◆ **INPUT DATA**:
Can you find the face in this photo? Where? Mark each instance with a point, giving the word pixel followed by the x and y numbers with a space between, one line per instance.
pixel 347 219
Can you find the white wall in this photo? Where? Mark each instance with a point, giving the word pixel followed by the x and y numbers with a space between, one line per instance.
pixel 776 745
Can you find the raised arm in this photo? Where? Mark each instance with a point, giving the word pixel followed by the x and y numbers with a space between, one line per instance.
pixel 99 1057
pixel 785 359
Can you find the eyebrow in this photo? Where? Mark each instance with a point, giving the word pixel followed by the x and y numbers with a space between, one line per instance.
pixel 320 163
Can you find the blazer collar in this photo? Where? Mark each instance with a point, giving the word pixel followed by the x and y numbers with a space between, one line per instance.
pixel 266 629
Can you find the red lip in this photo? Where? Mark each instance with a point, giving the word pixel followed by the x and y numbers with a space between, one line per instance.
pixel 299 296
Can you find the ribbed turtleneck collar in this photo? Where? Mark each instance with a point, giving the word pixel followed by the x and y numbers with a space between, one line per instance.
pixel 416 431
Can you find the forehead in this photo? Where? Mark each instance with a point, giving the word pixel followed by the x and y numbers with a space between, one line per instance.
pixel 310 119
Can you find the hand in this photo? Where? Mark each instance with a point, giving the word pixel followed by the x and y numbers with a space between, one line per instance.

◆ **AIM OF THE TASK**: Retype the records in their entirety, matching each one exactly.

◆ **SOLUTION**:
Can you find the face in this photo? Where? Mark each instance with a point, giving the word pixel followed by the x and y numbers with a space between, one line per instance.
pixel 347 219
Can you find the white wall in this photo? Where? Mark each instance with a point, giving the word pixel followed by the x and y numbers with a space between, one line per instance.
pixel 776 745
Can you find the raised arm in this photo? Where? Mark each instance with a point, giving the word pixel followed by the x and y numbers with a space between, one line per instance.
pixel 99 1057
pixel 785 359
Can you find the eyebrow in this photo? Where? Mark each instance with a point, giving the word pixel followed by the x and y numbers with a space between, one line per instance.
pixel 320 163
Can you find the blazer collar in this photo? Where? Mark each instance with a point, giving the word pixel followed by the x and y numbers with a space between, one line per instance.
pixel 266 629
Can you find the red lip in this photo? Where? Mark each instance with a point, giving the word pixel followed by the x and y numbers with a space between, one line per instance.
pixel 299 296
Can you find the ribbed turtleneck collar in this photo? Where? Mark each instance with a point, giving the word pixel followed by the x and y numbers with a space between, one line per instance.
pixel 416 431
Can you find the forehead in this photo? Where? Mark each instance with a point, giving the word pixel followed by the x and y numbers with a space between, one line per instance.
pixel 310 119
Can you find the hand in this photo? Where? Mark each instance with a point, giving the word pixel followed by the x and y numbers with a space between, one line per instance.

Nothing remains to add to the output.